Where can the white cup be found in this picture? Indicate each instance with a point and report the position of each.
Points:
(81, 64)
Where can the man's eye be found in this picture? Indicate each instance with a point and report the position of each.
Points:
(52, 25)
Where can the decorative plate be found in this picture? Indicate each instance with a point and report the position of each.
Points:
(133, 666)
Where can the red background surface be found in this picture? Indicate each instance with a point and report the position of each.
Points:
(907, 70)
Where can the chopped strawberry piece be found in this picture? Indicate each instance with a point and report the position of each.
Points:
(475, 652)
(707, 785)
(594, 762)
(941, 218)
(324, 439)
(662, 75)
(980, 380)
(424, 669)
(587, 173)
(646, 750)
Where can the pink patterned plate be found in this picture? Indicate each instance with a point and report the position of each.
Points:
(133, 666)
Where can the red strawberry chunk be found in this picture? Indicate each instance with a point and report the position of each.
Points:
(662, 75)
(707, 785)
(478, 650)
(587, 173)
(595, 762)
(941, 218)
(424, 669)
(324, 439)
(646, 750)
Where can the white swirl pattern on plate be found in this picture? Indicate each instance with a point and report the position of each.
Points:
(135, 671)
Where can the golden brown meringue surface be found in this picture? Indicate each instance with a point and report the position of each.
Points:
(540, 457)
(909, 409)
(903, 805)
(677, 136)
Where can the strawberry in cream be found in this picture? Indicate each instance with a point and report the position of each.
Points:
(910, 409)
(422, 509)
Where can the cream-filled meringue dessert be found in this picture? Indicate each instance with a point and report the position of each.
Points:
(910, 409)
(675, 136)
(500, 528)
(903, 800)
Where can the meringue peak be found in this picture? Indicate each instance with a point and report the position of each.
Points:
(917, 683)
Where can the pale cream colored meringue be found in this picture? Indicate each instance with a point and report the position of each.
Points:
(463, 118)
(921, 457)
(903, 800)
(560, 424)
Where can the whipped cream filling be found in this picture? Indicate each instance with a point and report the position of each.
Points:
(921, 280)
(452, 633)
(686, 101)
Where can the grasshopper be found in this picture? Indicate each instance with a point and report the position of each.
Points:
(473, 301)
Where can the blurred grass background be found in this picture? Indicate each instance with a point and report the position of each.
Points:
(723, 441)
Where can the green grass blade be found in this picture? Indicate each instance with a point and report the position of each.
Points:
+ + + +
SHORT PROBLEM: Include both ends. Return the line holding "Where can the pale" and all lines after it in the records above, exactly as written.

SOLUTION FOR THIS EXERCISE:
Where can the pale cream colored meringue be found in this picture? Indicate each instance with a point and report the position of each.
Points:
(463, 118)
(921, 457)
(903, 800)
(560, 424)
Where can the whipped cream filling be found in this picture? Indicate each instance with a point and report the position of each.
Points:
(921, 280)
(452, 633)
(686, 101)
Where can the grasshopper be found in this picture? Indicate each instance with a point and report the position of each.
Points:
(473, 301)
Where can the blurred grass background be found in this picture? Indicate each instance with a point and report the position of each.
Points:
(723, 441)
Where can the green grass blade be found in this picture? Indicate each instance with a point and report the position of each.
Points:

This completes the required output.